» What the task requires
From the line with "One point marks each instance of the light" through the last line of the records below, both ends included, transcribe only those lines, exactly, and omit the pictures.

» Data shown
======

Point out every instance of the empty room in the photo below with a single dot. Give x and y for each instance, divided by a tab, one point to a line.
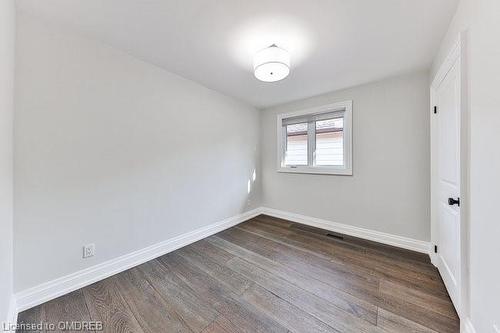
250	166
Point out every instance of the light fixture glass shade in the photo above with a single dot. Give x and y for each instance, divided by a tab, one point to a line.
271	64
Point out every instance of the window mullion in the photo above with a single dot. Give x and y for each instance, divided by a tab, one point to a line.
311	142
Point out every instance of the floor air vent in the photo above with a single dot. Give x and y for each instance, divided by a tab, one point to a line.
335	236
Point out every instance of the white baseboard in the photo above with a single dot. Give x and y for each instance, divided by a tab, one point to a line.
44	292
9	324
52	289
376	236
467	326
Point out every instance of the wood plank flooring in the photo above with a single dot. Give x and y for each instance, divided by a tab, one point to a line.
266	275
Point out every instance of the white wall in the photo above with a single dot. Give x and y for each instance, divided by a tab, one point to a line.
389	191
480	20
7	38
114	151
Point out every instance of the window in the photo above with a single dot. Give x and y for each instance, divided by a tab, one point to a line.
316	140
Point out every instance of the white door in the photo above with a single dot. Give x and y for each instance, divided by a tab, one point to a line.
447	192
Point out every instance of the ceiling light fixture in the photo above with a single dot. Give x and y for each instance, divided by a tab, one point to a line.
271	64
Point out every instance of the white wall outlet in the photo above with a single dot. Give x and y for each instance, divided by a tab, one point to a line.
88	250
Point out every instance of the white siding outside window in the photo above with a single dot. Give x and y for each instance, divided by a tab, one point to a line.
316	140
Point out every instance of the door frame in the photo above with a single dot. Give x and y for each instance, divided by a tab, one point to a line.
457	53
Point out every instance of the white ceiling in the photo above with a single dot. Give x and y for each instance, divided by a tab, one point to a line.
334	44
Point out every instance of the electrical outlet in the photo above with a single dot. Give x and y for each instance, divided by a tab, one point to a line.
88	250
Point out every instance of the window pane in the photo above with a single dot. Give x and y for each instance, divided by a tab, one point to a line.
330	142
296	144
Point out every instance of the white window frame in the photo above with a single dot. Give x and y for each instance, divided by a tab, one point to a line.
346	169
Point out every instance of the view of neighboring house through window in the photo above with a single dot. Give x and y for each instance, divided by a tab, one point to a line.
329	142
316	141
296	144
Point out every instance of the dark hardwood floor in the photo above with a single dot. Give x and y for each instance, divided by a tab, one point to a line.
266	275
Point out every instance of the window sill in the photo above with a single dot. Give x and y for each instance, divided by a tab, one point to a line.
317	170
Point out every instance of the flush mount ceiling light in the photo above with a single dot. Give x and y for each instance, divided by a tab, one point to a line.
271	64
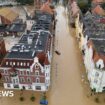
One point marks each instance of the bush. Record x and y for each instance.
(32, 98)
(21, 98)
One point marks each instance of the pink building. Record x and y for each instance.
(27, 65)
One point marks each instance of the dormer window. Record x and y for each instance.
(100, 64)
(24, 64)
(21, 64)
(37, 73)
(14, 63)
(28, 64)
(7, 63)
(36, 66)
(11, 63)
(17, 63)
(37, 80)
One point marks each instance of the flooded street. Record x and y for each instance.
(67, 87)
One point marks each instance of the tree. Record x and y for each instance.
(84, 5)
(65, 2)
(23, 2)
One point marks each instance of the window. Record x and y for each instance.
(28, 73)
(95, 81)
(36, 66)
(15, 81)
(37, 80)
(21, 64)
(8, 85)
(38, 87)
(6, 63)
(28, 79)
(96, 74)
(29, 87)
(5, 71)
(21, 72)
(6, 78)
(47, 81)
(11, 63)
(47, 74)
(17, 63)
(24, 64)
(37, 73)
(22, 79)
(14, 63)
(28, 64)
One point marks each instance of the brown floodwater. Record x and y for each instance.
(69, 85)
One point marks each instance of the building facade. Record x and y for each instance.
(28, 63)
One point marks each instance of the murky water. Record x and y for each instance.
(68, 85)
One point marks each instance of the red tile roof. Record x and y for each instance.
(98, 10)
(46, 8)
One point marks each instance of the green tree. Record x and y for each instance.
(25, 1)
(84, 5)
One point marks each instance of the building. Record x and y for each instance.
(39, 3)
(92, 47)
(2, 49)
(73, 11)
(17, 28)
(28, 63)
(7, 16)
(97, 8)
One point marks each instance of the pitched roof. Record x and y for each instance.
(46, 8)
(97, 1)
(98, 10)
(74, 8)
(8, 14)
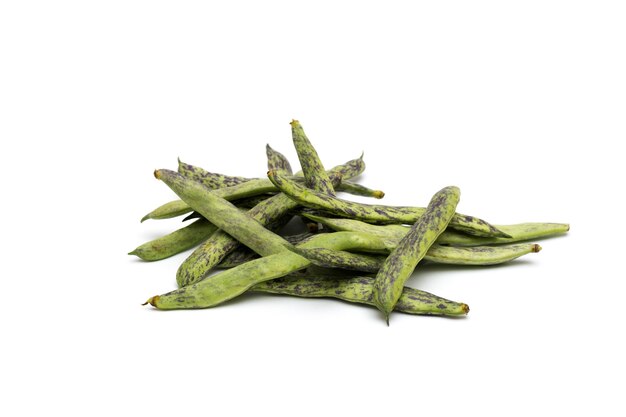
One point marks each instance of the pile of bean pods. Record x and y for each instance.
(360, 253)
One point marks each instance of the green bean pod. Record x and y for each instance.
(328, 258)
(277, 161)
(350, 169)
(401, 262)
(243, 254)
(312, 167)
(393, 233)
(208, 179)
(251, 191)
(377, 213)
(208, 255)
(358, 189)
(223, 286)
(468, 256)
(479, 255)
(223, 214)
(168, 210)
(360, 290)
(175, 242)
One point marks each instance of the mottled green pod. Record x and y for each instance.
(257, 189)
(223, 286)
(329, 258)
(312, 167)
(277, 161)
(208, 179)
(350, 169)
(468, 256)
(392, 233)
(377, 213)
(175, 242)
(401, 262)
(518, 232)
(360, 290)
(208, 255)
(168, 210)
(358, 189)
(223, 214)
(243, 254)
(479, 255)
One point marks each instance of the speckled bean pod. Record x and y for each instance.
(253, 189)
(175, 242)
(377, 213)
(312, 167)
(208, 255)
(243, 254)
(393, 233)
(359, 290)
(168, 210)
(328, 258)
(208, 179)
(223, 214)
(401, 262)
(476, 255)
(225, 285)
(277, 161)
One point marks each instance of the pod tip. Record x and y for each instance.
(152, 301)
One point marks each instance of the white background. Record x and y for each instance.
(520, 104)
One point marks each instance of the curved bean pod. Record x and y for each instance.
(243, 254)
(223, 214)
(168, 210)
(378, 213)
(350, 169)
(221, 243)
(277, 161)
(401, 262)
(312, 167)
(359, 290)
(175, 242)
(393, 233)
(468, 256)
(223, 286)
(328, 258)
(358, 189)
(208, 179)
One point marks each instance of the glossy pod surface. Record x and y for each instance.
(401, 262)
(225, 285)
(360, 290)
(220, 244)
(393, 233)
(175, 242)
(371, 212)
(312, 167)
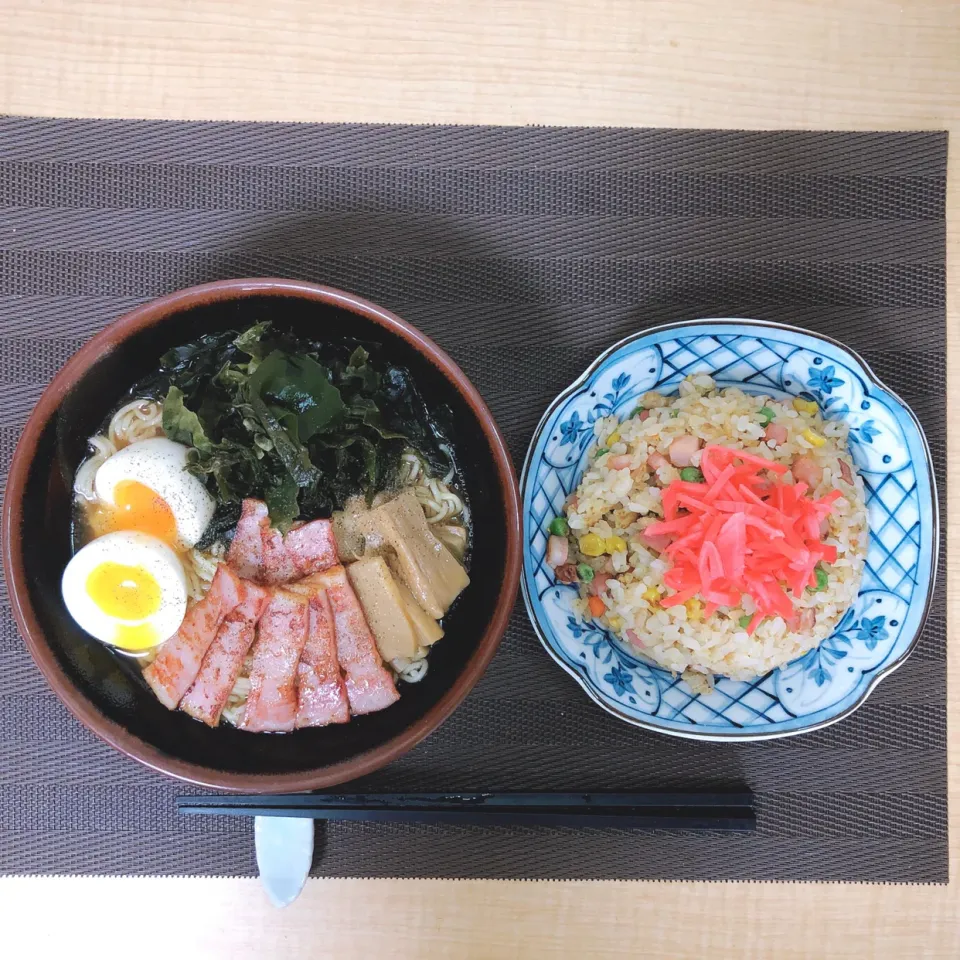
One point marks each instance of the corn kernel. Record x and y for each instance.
(651, 595)
(591, 545)
(614, 545)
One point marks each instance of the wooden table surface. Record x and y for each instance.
(799, 64)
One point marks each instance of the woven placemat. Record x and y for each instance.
(524, 252)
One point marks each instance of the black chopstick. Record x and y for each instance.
(625, 811)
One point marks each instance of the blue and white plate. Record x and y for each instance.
(889, 448)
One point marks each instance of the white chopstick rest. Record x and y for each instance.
(284, 855)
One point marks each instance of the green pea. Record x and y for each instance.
(559, 526)
(585, 572)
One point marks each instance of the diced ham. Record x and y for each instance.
(322, 694)
(281, 636)
(312, 547)
(246, 551)
(776, 433)
(682, 450)
(221, 666)
(807, 470)
(178, 662)
(369, 686)
(278, 565)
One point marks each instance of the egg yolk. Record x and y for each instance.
(123, 592)
(137, 507)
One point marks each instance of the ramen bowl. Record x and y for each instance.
(106, 692)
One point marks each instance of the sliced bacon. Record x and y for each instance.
(178, 662)
(246, 551)
(278, 565)
(259, 552)
(221, 666)
(369, 686)
(312, 547)
(321, 692)
(281, 635)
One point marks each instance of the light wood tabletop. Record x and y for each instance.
(798, 64)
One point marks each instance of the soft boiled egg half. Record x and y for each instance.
(127, 589)
(146, 487)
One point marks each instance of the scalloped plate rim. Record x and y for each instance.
(735, 735)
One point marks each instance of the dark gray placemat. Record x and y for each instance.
(524, 252)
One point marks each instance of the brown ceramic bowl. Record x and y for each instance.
(105, 691)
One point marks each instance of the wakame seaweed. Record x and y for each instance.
(299, 424)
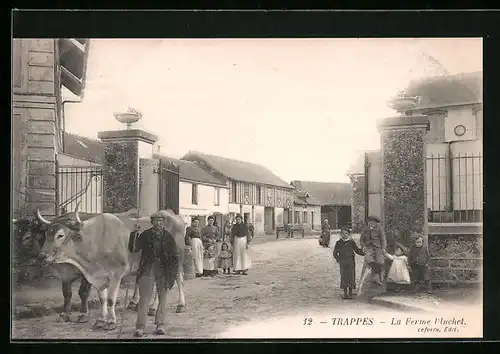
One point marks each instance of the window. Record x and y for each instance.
(297, 217)
(216, 196)
(194, 194)
(233, 192)
(454, 184)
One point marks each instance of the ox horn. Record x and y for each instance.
(77, 216)
(41, 218)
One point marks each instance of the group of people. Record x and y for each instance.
(159, 260)
(406, 266)
(212, 251)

======

» Response box
One point marks each instance of the light wood tabletop. Record x and y for each instance.
(798, 64)
One point marks each instance of the soft boiled egg half. Record x and y for each instance.
(127, 589)
(146, 487)
One point marks each instance of the scalloped plate rim. Record x and y for each instance.
(735, 735)
One point marks each instance of the dark gray placemat. Record x and y for each instance.
(524, 252)
One point marks each instance of the brown ceramic bowl. Record x and y for each instance.
(105, 691)
One point marks each instance of the wakame seaweed. Record x and y for each instance.
(299, 424)
One point marks each instance of the window. Record x and y for each instance.
(297, 217)
(216, 196)
(194, 194)
(233, 192)
(454, 184)
One point marks each instance of the ox horn. Record x and y for each instance.
(77, 216)
(41, 218)
One point marks each instance of the group of people. Record x and y for each instance.
(159, 260)
(406, 266)
(212, 251)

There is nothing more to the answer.